SOURCE
2007-08-21 Thread Josef Sipek
On Tue, Aug 21, 2007 at 07:35:51AM -0400, Jeff Layton wrote:
> On Tue, 21 Aug 2007 15:35:08 +1000
> Timothy Shimmin <[EMAIL PROTECTED]> wrote:
> 
> > Jeff Layton wrote:
> > > This should fix all of the filesystems in the mainline kernels to handle
> > > ATTR_KILL_SUID and ATTR_KILL_SGID correctly. For most of them, this is
> > > just a matter of making sure that they call generic_attrkill early in
> > > the setattr inode op.
> > > 
> > > Signed-off-by: Jeff Layton <[EMAIL PROTECTED]>
> > > ---
> > >  fs/xfs/linux-2.6/xfs_iops.c   |5 -
> > > --- a/fs/xfs/linux-2.6/xfs_iops.c
> > > +++ b/fs/xfs/linux-2.6/xfs_iops.c
> > > @@ -651,12 +651,15 @@ xfs_vn_setattr(
> > >   struct iattr*attr)

RECORDS PROVIDED
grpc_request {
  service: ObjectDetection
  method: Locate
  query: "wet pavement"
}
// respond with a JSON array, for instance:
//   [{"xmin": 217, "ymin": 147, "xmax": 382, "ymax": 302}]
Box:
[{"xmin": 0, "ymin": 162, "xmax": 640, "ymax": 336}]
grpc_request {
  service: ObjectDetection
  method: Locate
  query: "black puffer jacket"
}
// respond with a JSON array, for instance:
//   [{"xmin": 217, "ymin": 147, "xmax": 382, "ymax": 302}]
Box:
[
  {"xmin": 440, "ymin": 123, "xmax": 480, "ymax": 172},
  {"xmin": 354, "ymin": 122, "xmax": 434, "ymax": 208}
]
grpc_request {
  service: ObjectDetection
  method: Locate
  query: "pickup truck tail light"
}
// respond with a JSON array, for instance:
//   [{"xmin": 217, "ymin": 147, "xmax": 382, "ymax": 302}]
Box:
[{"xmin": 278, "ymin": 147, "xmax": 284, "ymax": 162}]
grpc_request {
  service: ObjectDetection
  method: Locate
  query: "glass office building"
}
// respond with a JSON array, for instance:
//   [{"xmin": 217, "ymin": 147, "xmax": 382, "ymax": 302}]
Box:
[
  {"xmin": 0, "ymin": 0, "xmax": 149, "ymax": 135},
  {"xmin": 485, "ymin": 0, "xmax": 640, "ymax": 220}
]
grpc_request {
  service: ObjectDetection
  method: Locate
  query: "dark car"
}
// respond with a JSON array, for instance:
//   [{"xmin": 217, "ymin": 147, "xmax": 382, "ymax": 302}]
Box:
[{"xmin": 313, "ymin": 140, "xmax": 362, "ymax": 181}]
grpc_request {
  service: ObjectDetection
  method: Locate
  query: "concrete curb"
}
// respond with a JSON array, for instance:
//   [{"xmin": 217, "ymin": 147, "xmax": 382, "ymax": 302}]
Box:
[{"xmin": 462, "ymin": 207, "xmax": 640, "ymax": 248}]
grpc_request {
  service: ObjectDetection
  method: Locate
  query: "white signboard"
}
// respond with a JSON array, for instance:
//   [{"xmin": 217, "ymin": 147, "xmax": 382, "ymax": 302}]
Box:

PARTS OF THE EXERCISE
[a] Answer these questions from the mailing list thread:
(i) Who wrote the message dated Tue, 21 Aug 2007 15:35:08 +1000?
(ii) Which two attribute flags is the patch meant to make the filesystems handle correctly?
(iii) What function must most filesystems call early in the setattr inode op?
[b] Retype the part of the mailing list thread starting with "2007-08-21 Thread Josef" and going on through "setattr inode op.".

IN RESPONSE
[a]
(i) Timothy Shimmin
(ii) ATTR_KILL_SUID and ATTR_KILL_SGID
(iii) generic_attrkill

[b]
2007-08-21 Thread Josef Sipek
On Tue, Aug 21, 2007 at 07:35:51AM -0400, Jeff Layton wrote:
> On Tue, 21 Aug 2007 15:35:08 +1000
> Timothy Shimmin <[EMAIL PROTECTED]> wrote:
> 
> > Jeff Layton wrote:
> > > This should fix all of the filesystems in the mainline kernels to handle
> > > ATTR_KILL_SUID and ATTR_KILL_SGID correctly. For most of them, this is
> > > just a matter of making sure that they call generic_attrkill early in
> > > the setattr inode op.